-- PROVIDED PASSAGE start --
[Crash course for newcomers: We’re conducting a three-year experiment in which, for every year, we have to watch the same movie once a week. I had Top Gun last year, in the category Movie You Don’t Love, But Don’t Hate. This year I have Back to the Future for Movie You Love. Check out what everyone else is watching on our Cinemanauts page. These are my experiment results for November 2013.]
Look, I know a lot of these results are less scientific and more “hmm, this ketchup bottle kinda looks like Huey Lewis,” but trust me, this is the month I had the most Pavlovian, earth-shaking, holy-crap-my-mind-is-imploding reaction to something. And that something was a Flux Capacitor Day viewing of Back to the Future Part II.
Wait a minute, this is Part I, everything seems in order here–
AGH, KILL IT, KILL IT, KILL IT.
-- PROVIDED PASSAGE end --
**WHAT YOU WILL DO**
- A) In the Back to the Future post, which movie did the writer have the year before, and in what category?
- B) Reproduce word for word the portion of the Back to the Future post that opens with the words "[Crash course for" and closes with "Future Part II.".
- C) Go on with the Back to the Future post, picking up right after its final line.
-- RECORDS SUPPLIED start --
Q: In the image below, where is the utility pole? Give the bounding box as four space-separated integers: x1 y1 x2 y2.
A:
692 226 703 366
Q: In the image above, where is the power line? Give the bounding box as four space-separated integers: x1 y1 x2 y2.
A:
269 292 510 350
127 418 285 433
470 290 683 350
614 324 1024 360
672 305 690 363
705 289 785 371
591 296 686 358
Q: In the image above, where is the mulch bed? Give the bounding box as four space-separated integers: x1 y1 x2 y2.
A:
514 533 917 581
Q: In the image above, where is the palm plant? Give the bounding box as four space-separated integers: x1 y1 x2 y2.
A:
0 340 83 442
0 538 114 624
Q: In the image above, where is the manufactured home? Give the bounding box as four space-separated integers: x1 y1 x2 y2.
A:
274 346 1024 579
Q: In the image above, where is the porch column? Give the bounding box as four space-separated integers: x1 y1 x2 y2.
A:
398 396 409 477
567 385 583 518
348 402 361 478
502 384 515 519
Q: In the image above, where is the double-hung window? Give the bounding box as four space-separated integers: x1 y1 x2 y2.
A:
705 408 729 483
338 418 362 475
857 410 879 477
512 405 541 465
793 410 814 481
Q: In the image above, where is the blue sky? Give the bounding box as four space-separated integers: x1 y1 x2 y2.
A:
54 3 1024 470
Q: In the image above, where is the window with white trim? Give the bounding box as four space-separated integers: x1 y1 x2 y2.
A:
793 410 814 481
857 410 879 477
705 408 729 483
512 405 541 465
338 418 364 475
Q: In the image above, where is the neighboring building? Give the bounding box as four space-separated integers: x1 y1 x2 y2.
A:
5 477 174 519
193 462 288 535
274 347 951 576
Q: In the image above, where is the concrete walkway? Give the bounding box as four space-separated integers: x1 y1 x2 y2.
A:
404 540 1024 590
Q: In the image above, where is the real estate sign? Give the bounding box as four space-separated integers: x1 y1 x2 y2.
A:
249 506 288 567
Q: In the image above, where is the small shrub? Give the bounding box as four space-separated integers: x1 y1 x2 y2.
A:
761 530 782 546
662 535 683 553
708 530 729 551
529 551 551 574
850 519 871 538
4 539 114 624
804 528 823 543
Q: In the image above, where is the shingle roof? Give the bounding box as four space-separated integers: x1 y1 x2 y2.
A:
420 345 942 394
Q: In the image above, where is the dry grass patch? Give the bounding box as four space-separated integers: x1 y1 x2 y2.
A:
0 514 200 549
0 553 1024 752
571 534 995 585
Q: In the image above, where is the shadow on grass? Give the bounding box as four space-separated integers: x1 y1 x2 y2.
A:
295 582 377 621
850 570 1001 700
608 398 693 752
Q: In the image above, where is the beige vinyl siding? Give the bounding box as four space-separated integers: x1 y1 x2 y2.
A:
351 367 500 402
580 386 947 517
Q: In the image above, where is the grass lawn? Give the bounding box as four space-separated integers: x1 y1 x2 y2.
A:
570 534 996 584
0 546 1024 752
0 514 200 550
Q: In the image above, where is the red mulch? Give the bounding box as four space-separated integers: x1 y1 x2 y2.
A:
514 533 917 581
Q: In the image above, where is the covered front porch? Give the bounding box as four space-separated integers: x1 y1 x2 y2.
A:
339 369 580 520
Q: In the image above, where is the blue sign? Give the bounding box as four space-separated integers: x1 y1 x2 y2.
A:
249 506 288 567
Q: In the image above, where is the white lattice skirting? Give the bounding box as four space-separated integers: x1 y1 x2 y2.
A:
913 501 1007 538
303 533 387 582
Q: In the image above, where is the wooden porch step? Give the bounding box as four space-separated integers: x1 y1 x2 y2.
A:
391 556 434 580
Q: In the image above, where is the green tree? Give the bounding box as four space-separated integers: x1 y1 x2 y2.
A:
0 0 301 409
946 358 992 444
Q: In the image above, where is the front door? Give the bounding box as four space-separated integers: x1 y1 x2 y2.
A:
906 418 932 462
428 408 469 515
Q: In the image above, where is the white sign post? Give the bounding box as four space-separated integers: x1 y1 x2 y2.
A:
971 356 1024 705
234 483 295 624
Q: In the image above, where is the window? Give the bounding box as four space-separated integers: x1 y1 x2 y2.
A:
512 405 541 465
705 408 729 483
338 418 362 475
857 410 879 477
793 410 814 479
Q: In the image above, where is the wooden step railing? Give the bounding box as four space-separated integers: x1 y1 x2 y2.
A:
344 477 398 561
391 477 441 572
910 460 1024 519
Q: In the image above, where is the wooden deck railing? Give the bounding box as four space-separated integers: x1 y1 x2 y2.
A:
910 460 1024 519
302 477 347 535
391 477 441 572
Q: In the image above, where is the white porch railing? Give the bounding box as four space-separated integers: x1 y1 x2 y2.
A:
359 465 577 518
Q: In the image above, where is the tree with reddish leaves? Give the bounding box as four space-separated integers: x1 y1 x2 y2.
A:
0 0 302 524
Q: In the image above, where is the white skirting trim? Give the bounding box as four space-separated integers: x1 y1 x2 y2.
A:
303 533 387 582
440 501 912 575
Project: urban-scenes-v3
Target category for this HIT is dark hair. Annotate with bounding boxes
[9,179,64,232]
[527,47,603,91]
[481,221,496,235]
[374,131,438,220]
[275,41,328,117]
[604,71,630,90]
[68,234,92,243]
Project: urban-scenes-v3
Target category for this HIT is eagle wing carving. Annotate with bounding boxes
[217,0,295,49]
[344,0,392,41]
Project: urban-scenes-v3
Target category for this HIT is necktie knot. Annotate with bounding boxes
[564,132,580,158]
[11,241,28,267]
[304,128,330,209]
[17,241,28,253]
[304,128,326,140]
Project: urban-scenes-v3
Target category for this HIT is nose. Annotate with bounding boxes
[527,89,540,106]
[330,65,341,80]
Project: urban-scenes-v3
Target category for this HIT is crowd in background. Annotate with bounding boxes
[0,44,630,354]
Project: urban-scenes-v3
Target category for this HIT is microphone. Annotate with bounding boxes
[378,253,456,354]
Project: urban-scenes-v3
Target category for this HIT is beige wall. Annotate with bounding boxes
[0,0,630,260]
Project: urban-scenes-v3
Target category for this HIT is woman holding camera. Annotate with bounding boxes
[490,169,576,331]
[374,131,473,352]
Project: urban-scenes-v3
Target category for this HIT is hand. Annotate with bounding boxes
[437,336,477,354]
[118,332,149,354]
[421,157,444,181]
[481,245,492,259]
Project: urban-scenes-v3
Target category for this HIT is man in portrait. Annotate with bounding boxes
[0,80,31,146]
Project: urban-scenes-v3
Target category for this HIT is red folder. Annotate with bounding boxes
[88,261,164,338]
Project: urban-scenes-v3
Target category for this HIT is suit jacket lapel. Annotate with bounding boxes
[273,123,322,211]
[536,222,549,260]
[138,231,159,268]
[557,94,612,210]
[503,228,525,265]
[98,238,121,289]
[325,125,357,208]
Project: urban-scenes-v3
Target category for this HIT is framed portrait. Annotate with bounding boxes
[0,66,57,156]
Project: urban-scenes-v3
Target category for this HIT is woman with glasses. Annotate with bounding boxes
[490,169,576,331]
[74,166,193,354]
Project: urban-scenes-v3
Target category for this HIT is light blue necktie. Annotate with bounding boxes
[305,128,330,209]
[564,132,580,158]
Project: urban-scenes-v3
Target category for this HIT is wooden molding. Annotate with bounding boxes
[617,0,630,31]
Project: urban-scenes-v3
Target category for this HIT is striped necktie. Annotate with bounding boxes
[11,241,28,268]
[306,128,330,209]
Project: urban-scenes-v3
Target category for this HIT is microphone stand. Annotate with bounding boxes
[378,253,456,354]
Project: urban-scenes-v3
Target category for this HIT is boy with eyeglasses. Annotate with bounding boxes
-- RECORDS SUPPLIED end --
**OUTPUTS BY TASK**
- A) Top Gun, in the category Movie You Don't Love, But Don't Hate.

- B)
[Crash course for newcomers: We’re conducting a three-year experiment in which, for every year, we have to watch the same movie once a week. I had Top Gun last year, in the category Movie You Don’t Love, But Don’t Hate. This year I have Back to the Future for Movie You Love. Check out what everyone else is watching on our Cinemanauts page. These are my experiment results for November 2013.]
Look, I know a lot of these results are less scientific and more “hmm, this ketchup bottle kinda looks like Huey Lewis,” but trust me, this is the month I had the most Pavlovian, earth-shaking, holy-crap-my-mind-is-imploding reaction to something. And that something was a Flux Capacitor Day viewing of Back to the Future Part II.

- C)
Ugh, seriously, look at that. Everything is different. For those not in the know, Claudia Wells couldn’t return for the sequel to Back to the Future, so they cast Elisabeth Shue as Jennifer Parker this time around. To ease us into the change, they completely reshot the end of the first and stuck it at the beginning of the second. It’s an admirable attempt to recreate the past… unless a science experiment has forced you to watch the ending scene of Part I 45 times.
No, don’t do it again, don’t–
NOTHING IS RIGHT AND EVERYTHING HURTS.
Look at those screenshots. Just look at them. I’ve seen both of these movies plenty of times and the contrast has never majorly bothered me before, but now that I’m fully conditioned to every subtle nuance of the original, throwing this impostor into the mix caused me to literally scream. Everything is wrong! The angles! The hair! The age difference! The props! That babysitter from Adventures in Babysitting! I was freaking out more than I did about the not-quite-human humans in The Polar Express. STOP SHATTERING MY REALITY, ROBERT ZEMECKIS.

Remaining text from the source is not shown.